Count the lines in the entries below that contain the string "antenna", treating uppercase and lowercase letters as different. Reply with the number alone.

Input for this task:
_ _ _ _ _ _ _
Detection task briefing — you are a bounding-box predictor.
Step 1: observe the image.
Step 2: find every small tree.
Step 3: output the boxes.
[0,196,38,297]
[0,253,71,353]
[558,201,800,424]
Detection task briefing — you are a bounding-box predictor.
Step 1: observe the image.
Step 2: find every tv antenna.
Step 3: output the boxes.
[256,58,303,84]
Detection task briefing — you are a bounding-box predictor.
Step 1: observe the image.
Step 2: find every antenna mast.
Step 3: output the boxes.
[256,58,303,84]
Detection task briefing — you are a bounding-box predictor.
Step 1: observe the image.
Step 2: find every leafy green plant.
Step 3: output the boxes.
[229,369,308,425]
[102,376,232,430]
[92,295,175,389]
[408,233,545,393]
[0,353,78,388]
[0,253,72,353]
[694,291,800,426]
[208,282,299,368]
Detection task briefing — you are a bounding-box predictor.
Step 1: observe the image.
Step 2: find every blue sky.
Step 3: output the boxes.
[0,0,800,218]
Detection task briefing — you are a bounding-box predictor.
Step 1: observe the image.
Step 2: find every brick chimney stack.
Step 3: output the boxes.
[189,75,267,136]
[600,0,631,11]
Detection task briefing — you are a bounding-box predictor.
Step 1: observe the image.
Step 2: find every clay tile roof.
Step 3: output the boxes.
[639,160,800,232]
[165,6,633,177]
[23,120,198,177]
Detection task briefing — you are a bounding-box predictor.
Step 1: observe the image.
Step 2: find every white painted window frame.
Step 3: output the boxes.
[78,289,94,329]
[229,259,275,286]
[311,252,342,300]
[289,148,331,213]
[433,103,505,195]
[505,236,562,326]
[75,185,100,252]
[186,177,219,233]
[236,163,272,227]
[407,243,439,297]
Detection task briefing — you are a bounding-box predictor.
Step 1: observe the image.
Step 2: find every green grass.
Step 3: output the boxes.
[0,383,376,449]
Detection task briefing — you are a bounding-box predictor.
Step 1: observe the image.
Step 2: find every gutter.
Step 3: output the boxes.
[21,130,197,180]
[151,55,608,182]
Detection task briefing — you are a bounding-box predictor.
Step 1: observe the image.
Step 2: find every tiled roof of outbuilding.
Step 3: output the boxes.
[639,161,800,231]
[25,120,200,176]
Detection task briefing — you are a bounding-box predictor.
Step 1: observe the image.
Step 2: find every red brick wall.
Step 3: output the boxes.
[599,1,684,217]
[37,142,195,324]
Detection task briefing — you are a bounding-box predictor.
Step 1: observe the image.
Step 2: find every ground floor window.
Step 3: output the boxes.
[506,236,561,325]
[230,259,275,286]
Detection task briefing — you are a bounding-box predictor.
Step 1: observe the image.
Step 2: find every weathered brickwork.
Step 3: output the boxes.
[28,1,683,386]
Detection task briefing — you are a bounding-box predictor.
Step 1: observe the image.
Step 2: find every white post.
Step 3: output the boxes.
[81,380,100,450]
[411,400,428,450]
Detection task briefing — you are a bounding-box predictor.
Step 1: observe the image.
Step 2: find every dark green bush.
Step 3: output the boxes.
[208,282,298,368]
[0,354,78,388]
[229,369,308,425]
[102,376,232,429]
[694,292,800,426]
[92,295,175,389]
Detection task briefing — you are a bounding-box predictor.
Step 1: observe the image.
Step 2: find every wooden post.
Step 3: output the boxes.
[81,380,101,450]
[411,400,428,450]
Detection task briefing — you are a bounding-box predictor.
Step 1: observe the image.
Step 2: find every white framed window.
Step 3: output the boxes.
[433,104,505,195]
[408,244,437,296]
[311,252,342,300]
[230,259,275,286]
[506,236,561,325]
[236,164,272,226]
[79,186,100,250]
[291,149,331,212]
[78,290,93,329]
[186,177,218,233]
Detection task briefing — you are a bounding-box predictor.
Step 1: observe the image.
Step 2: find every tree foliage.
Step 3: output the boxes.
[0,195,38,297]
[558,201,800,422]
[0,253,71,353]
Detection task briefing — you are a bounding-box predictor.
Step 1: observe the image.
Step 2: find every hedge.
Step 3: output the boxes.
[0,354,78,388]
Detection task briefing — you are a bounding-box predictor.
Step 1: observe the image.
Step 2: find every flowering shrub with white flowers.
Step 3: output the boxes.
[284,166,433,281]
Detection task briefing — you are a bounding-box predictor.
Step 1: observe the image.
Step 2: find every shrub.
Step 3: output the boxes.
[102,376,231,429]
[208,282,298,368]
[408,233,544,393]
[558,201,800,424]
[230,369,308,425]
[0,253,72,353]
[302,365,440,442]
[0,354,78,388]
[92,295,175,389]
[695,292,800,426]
_ _ _ _ _ _ _
Written reply: 2